Instructions for the task: Copy the material below verbatim, leaving out the pictures.

Data for this exercise:
* START *
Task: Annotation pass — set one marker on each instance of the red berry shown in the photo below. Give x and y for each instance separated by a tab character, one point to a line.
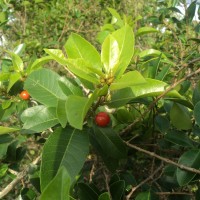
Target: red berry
24	95
102	119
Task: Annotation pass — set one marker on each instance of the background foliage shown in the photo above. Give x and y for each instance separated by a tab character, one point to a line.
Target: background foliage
148	82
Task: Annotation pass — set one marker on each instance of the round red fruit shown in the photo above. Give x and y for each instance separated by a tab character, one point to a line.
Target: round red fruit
24	95
102	119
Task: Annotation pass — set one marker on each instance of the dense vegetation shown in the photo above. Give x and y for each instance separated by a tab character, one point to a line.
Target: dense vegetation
99	99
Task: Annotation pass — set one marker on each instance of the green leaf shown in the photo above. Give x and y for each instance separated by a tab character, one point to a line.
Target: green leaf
180	117
108	139
151	52
61	112
190	158
59	187
76	108
68	87
43	86
110	162
65	147
116	19
13	79
190	12
104	196
4	130
197	113
19	49
85	192
82	69
3	169
131	78
38	63
17	62
6	104
151	88
145	30
179	138
196	94
57	55
4	76
77	47
38	118
117	189
110	54
146	196
125	39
* END *
The output:
Task: Annotation pass — set one marker on each instance of the red berry shown in the photo below. Give x and y for each instance separated by a tab character, one point to a line.
Target: red berry
24	95
102	119
Task: Annotation pass — set one marker on each instance of the background foliage shown in the photo above. Give x and y for each instance separated by a tab character, one point to a line.
Target: background foliage
148	82
Task: Annotation pass — set one marker on each instance of the round red fruit shown in the photo above. Give x and y for each instance separated by a tab character, one point to a line.
Target: round red fruit
24	95
102	119
Task: Annotation pass — set one marker on each instance of the dense vegetation shown in the photo above. Give x and y for each instance separated by a tab character, one point to a line.
Target: dense vegetation
99	99
Task: Annotation pass — set one marker on each instance of the green leaf shown in the photo above. Give x and y for each instance separated by a tab character, one point to a line.
Target: green leaf
180	117
108	139
151	52
61	112
190	158
59	187
76	108
68	87
43	86
110	162
65	147
116	19
13	79
190	12
104	196
4	130
197	113
19	49
85	192
82	69
3	169
131	78
38	63
17	62
6	104
151	88
145	30
179	138
196	94
57	55
4	76
77	47
38	118
117	189
110	54
146	196
125	39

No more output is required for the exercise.